> **WRITTEN INSTRUCTION**:
Pick out each line in the entries below that contains the string "blue", and copy those lines. Letter case matters.

/---

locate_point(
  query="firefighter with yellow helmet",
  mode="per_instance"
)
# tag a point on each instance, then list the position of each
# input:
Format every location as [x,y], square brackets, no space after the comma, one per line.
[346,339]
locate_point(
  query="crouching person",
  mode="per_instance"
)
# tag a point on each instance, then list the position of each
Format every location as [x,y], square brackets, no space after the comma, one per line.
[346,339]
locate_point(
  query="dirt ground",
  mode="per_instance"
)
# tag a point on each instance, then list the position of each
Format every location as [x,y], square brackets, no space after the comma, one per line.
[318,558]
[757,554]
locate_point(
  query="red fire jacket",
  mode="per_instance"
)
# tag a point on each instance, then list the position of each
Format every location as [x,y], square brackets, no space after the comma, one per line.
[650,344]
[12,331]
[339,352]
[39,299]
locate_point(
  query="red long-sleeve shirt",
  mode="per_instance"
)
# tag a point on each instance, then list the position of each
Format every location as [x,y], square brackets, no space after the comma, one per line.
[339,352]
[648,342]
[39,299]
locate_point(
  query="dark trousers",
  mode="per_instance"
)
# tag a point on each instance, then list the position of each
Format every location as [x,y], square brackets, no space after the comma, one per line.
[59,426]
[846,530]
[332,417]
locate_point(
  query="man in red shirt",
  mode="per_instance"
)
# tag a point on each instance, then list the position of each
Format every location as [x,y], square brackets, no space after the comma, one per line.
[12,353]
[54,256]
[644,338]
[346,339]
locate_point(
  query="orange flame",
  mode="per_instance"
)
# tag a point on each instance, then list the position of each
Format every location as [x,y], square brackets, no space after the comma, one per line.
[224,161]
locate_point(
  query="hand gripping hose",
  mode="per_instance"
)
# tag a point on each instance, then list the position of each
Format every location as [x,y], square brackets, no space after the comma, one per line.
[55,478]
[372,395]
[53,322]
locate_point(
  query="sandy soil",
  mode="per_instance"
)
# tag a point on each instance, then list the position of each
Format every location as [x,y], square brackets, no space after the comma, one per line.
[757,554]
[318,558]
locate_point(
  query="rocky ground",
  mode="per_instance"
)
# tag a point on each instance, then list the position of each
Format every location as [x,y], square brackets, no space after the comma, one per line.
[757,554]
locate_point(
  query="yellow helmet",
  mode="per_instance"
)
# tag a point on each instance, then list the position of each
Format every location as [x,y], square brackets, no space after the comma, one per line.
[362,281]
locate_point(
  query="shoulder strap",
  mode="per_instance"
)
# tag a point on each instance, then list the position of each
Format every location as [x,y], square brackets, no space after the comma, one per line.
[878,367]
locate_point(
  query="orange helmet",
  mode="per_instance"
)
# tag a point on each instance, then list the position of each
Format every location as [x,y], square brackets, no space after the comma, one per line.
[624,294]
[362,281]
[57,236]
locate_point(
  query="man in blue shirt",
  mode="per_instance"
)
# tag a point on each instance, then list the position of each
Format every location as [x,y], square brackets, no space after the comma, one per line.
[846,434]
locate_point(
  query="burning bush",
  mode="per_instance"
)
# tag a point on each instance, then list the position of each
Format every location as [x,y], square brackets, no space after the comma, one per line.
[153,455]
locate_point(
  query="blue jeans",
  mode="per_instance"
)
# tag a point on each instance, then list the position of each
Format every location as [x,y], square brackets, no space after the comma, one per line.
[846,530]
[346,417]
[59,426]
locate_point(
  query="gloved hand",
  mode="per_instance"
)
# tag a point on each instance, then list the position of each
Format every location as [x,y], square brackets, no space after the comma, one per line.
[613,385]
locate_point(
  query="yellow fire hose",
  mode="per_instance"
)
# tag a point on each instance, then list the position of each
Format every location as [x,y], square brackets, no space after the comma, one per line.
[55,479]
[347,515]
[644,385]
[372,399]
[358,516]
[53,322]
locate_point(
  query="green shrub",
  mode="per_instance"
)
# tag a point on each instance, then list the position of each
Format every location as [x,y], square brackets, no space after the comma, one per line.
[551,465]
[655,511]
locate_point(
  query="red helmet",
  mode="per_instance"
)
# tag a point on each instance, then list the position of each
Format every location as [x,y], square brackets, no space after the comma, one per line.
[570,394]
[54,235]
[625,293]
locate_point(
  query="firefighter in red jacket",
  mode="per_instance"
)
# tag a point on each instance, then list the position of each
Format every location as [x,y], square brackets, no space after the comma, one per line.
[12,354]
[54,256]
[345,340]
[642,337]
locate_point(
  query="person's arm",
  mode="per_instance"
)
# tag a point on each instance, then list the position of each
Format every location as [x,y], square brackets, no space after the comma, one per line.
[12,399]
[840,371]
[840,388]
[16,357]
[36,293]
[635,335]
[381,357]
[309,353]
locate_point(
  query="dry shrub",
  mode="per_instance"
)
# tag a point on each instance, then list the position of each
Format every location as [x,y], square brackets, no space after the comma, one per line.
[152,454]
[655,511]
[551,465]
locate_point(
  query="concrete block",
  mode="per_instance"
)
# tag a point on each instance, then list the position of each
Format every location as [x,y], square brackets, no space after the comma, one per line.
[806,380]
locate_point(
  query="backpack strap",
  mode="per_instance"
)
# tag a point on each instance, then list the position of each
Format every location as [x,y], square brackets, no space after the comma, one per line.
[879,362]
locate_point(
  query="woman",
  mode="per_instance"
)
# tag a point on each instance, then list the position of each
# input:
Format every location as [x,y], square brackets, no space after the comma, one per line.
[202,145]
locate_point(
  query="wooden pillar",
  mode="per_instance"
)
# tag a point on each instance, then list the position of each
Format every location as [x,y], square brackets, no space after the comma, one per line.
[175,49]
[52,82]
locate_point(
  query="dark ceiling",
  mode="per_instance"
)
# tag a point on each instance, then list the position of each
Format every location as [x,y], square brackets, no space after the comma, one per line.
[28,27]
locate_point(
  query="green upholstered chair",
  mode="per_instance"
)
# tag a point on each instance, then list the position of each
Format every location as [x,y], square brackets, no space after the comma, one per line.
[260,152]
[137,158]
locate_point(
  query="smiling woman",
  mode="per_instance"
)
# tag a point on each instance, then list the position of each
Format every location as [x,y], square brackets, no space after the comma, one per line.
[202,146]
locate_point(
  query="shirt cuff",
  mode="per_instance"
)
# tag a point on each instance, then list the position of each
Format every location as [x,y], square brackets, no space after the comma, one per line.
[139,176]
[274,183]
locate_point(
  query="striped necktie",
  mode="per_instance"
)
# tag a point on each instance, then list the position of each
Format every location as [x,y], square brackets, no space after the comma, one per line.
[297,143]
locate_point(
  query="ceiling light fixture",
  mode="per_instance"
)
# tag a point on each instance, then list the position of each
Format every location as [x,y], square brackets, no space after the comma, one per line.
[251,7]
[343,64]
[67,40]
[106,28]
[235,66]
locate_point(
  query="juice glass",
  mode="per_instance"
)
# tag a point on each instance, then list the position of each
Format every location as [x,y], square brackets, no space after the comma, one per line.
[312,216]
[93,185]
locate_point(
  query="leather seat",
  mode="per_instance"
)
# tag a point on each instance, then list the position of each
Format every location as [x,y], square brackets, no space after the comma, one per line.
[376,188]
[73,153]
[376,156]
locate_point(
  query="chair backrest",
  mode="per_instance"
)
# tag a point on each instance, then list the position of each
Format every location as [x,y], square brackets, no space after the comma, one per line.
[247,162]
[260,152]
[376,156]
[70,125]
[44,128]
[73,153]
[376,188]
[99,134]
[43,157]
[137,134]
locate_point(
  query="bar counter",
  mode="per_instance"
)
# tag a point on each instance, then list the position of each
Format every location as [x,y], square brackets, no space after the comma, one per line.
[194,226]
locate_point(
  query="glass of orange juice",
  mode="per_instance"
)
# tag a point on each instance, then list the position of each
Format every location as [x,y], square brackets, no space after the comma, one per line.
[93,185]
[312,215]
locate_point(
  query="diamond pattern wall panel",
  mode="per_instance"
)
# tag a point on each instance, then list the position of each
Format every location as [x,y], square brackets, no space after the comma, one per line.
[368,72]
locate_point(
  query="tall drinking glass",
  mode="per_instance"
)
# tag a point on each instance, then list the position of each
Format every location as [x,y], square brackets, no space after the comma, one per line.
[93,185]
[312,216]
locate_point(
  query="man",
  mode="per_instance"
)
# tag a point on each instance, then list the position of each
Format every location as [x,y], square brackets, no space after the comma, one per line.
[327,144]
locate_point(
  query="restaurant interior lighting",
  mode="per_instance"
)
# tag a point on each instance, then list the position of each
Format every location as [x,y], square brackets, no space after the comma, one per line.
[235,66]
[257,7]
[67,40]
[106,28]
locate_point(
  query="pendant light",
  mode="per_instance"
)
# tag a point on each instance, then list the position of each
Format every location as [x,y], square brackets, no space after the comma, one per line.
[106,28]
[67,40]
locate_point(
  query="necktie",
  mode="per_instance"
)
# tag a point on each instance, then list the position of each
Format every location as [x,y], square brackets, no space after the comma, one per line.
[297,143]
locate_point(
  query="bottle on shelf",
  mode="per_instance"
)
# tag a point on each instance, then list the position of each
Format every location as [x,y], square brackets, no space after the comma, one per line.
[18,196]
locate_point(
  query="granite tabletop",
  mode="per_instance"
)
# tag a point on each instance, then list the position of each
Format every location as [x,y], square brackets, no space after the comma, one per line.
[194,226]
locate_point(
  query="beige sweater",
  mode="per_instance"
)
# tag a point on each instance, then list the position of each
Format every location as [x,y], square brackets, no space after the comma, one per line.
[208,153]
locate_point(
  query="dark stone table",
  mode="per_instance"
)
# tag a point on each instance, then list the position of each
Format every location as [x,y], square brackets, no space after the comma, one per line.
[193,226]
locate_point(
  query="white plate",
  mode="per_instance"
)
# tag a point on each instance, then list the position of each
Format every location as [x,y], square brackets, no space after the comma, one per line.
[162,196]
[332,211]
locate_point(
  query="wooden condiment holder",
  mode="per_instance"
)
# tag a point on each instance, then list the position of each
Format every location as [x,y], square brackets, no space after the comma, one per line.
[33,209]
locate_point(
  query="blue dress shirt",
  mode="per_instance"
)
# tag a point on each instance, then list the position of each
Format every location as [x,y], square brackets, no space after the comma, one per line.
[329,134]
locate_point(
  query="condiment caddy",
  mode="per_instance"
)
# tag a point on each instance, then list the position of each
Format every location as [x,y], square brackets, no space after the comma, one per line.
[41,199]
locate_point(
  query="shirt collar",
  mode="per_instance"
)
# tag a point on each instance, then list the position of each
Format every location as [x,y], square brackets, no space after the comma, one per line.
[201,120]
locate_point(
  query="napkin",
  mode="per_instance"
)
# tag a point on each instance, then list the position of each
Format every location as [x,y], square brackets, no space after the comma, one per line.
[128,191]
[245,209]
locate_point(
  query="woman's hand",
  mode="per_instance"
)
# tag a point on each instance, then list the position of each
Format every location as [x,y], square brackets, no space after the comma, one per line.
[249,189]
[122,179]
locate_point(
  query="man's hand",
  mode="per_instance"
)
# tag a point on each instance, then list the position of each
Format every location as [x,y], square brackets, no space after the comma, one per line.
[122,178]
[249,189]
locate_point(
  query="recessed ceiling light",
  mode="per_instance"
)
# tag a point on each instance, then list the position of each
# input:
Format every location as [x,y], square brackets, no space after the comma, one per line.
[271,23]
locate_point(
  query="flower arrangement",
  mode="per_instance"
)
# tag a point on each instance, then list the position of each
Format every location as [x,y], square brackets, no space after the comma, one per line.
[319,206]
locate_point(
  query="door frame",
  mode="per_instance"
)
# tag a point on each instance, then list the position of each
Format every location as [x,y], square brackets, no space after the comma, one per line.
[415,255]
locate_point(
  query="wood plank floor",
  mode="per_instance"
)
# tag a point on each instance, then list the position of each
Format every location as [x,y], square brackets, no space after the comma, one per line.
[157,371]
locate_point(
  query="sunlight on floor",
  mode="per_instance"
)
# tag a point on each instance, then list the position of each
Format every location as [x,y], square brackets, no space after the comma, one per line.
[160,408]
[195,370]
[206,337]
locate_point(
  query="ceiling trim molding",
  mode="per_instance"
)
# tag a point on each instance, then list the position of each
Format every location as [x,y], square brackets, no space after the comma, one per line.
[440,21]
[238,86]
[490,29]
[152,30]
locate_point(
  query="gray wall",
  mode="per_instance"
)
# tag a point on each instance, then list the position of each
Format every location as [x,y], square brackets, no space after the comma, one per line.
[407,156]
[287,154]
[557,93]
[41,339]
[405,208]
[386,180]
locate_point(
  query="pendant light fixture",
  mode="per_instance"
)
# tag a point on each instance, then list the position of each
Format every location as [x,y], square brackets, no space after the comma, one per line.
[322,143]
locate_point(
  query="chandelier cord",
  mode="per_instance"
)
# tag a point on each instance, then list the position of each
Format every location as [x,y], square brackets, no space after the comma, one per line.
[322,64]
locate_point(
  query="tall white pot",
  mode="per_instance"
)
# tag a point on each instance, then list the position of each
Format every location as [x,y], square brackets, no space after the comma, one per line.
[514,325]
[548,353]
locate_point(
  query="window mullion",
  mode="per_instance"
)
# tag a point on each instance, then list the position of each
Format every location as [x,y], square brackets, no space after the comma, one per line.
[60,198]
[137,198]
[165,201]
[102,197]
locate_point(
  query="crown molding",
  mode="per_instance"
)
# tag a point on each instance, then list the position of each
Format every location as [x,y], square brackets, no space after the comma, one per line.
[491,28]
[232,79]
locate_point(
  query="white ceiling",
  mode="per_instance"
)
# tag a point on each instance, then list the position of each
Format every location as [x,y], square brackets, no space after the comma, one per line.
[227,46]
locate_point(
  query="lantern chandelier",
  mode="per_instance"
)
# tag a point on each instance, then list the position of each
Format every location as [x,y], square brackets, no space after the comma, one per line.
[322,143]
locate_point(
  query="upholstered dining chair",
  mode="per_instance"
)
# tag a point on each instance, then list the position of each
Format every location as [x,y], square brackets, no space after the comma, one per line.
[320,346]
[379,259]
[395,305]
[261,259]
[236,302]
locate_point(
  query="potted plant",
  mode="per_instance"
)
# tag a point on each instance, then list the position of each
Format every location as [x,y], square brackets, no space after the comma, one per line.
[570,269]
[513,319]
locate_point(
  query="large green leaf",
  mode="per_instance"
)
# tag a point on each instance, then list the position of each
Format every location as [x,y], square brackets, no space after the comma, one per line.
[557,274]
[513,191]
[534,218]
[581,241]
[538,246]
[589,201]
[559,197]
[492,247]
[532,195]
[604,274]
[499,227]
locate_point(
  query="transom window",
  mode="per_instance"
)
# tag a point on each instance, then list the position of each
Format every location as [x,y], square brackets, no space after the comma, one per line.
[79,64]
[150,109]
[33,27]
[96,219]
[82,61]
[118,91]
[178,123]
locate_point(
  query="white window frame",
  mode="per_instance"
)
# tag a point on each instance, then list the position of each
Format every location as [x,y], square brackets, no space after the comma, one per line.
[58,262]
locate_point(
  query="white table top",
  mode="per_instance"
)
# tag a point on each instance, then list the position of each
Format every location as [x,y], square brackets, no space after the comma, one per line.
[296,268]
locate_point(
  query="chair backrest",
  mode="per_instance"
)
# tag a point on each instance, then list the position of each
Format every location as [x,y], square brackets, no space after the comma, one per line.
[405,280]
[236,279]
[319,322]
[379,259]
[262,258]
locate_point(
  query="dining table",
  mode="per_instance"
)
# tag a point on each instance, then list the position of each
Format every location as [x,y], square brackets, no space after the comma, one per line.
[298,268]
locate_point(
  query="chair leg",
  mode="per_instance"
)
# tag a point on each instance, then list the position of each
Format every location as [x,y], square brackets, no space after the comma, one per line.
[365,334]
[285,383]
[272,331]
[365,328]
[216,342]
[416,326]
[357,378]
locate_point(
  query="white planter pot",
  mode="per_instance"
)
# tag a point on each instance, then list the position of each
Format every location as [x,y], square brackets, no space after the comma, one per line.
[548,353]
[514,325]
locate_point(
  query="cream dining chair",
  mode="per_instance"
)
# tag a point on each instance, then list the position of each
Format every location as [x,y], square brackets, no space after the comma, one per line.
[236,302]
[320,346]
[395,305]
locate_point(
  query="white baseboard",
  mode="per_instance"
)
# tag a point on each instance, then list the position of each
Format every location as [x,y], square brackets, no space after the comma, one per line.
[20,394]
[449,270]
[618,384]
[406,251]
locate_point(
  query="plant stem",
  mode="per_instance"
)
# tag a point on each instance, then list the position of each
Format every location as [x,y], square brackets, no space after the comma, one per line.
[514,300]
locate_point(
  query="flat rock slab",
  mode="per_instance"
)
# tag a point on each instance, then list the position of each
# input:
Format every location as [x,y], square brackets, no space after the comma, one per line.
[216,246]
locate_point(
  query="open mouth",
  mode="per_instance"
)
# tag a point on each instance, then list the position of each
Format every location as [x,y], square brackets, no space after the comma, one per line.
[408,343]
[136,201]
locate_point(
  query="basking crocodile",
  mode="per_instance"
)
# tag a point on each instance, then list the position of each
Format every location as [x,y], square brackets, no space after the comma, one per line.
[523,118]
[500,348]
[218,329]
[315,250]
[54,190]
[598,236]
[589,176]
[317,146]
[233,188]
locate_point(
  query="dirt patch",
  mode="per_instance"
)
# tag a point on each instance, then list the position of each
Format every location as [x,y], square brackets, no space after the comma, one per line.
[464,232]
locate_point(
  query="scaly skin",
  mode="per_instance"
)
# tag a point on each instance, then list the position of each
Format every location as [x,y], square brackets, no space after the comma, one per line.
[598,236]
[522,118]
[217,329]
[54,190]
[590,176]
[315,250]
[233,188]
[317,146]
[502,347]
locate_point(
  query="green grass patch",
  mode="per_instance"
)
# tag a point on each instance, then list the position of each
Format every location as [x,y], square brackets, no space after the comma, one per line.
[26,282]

\---

> **RESPONSE BELOW**:
  query="man in blue shirt",
  query="blue jeans",
  query="blue dress shirt",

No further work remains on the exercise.